*Text block*
____________
Today, the WSJ reported that Adobe is threatening an antitrust lawsuit against Microsoft in Europe because Adobe doesn’t want Microsoft to use PDF in MS Office. So why is Adobe going to Europe?
They are both American companies, so it might seem pretty strange. That is, until you realize that the Europeans are much more sympathetic to such claims and seem to love to sick it to Microsoft and the Americans who run it. If Adobe really does complain in Europe, that will be a VERY obvious case of forum shopping. This is an unfortunate development for consumers and technology entrepreneurs.
Specifically, Adobe asked Microsoft to remove new PDF functions from Microsoft Office and to charge users for the service if it can be downloaded. Adobe gives the software away for free, and Apple and Open Office along with about 1800 companies, have already implemented the specs. So why can’t Microsoft do it? The argument that their bigness requires different rules just doesn’t hold. Microsoft is NOT a monopoly and is facing huge threats on a number of fronts such as from Google and Yahoo. Anyone who doesn’t realize that needs to wake up and smell the coffee.
Remember the last time MS faced antitrust charges here in the US? Charges of predatory pricing and tying were used and predictions that Internet Explorer (IE) would dominate forever abounded. Only a few short years later, IE has lost ground, being replaced by browsers like Mozilla, Safari, and Opera, and a bunch of others.
Government should not pick winners and losers in the marketplace and Adobe, who once welcomed Microsoft’s entry into the PDF space, would be better off spending its time innovating rather than litigating.
Intel has asked the judge to throw out AMD’s antitrust case against it. I find it hard to understand how a case like this is supposed to benefit anyone but antitrust lawyers. After all, the point of the law is to alter incentives so that people won’t do bad things. Yet that doesn’t seem to have happened in recent high-tech antitrust cases. Microsoft, for example, has adopted the strategy of ignoring the antitrust process entirely, and it’s worked pretty well for them. By the time all the appeals in its browser-tying case had been exhausted, the IE-Netscape battle was ancient history, and the courts had no appetite for aggressive punitive actions. Sure, it costs Microsoft some money in fines and legal fees, but that’s far preferable to neutering themselves by refusing to enter any new market where they might be branded monopolists. Likewise, the EU has levied some big fines against Microsoft, but they haven’t figured out any way to reverse Microsoft’s alllegedly anti-competitive behavior. Microsoft would likely be in much worse shape had they stayed out of the media player market out of fear of anti-trust prosecution.
This AMD-Intel dispute seems to have similar dynamics. The lawsuit concerns conduct by Intel that occurred in the first half of this decade, yet the trial won’t start until 2008 and likely won’t be resolved until a year or two later. Given how murky the law is concerning what is and isn’t legitimate conduct, the logical thing for Intel to do is to ignore the antitrust process completely. They should focus on competing in the marketplace and let the legal department do damage control after the fact.
____________
*Given entries*
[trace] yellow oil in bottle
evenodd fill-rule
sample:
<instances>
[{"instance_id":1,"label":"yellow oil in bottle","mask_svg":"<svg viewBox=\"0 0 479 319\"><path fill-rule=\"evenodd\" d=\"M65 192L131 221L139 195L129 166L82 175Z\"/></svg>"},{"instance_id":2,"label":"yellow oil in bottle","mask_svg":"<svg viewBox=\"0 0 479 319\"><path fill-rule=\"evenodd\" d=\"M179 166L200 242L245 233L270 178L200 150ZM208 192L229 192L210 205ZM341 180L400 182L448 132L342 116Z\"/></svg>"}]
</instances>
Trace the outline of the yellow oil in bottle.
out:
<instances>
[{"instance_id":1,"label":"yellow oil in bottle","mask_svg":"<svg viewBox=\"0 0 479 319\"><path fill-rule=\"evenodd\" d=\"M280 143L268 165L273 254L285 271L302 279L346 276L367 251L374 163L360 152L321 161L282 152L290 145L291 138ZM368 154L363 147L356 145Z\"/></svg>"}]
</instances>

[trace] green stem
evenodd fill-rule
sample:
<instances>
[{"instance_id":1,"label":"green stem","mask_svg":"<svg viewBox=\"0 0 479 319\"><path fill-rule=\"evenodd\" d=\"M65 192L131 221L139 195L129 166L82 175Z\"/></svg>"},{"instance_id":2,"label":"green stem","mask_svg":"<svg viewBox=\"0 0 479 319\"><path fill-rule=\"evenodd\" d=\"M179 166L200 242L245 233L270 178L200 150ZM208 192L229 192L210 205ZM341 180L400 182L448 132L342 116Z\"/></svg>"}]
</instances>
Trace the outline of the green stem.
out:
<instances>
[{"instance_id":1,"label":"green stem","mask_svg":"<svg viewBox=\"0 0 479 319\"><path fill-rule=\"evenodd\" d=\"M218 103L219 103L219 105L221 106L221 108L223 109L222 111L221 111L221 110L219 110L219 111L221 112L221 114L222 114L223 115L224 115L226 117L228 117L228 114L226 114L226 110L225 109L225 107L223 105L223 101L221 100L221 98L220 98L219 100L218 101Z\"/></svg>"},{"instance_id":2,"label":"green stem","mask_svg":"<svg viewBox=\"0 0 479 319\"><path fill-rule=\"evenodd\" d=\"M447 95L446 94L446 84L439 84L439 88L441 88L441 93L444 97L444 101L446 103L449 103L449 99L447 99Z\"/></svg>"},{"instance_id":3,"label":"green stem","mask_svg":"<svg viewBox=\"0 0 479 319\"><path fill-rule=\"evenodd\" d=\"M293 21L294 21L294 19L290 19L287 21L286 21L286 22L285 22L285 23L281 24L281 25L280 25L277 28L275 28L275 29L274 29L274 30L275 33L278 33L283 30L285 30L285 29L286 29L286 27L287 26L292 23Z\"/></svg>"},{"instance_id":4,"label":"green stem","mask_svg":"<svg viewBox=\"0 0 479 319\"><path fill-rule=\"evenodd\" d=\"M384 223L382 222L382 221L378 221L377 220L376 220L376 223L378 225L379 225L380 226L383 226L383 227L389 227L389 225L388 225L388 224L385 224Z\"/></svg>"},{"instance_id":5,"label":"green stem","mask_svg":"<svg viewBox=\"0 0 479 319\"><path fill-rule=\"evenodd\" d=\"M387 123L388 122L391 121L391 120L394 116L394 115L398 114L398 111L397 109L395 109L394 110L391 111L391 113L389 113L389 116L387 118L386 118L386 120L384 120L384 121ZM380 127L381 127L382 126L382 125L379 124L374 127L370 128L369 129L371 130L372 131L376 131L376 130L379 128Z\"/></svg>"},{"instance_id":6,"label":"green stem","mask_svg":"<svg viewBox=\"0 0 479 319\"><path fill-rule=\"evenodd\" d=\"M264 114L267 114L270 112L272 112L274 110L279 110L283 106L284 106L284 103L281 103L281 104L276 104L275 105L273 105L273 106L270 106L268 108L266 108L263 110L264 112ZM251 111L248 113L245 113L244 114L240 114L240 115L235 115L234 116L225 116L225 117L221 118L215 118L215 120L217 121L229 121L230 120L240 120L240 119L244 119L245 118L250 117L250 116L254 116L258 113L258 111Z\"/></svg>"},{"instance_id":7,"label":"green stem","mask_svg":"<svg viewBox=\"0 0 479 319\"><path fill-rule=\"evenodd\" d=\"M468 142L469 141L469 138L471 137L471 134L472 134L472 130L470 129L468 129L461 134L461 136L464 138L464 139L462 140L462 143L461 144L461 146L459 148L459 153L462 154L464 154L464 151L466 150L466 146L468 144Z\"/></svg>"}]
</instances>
____________
*Short exercise 1*
Rewrite the part of the antitrust post that opens with "Today, the WSJ" and closes with "and technology entrepreneurs.", swapping "forum shopping" for "venue shopping".
*Short exercise 2*
Answer these questions from the antitrust post:
(a) About how many companies, along with Apple and Open Office, have already implemented the PDF specs?
(b) Which browsers are named as having taken ground from Internet Explorer?
(c) In what year is the AMD-Intel trial set to start?

*Full output 1*
Today, the WSJ reported that Adobe is threatening an antitrust lawsuit against Microsoft in Europe because Adobe doesn’t want Microsoft to use PDF in MS Office. So why is Adobe going to Europe?
They are both American companies, so it might seem pretty strange. That is, until you realize that the Europeans are much more sympathetic to such claims and seem to love to sick it to Microsoft and the Americans who run it. If Adobe really does complain in Europe, that will be a VERY obvious case of venue shopping. This is an unfortunate development for consumers and technology entrepreneurs.

*Full output 2*
(a) About 1800.
(b) Mozilla, Safari, and Opera.
(c) 2008.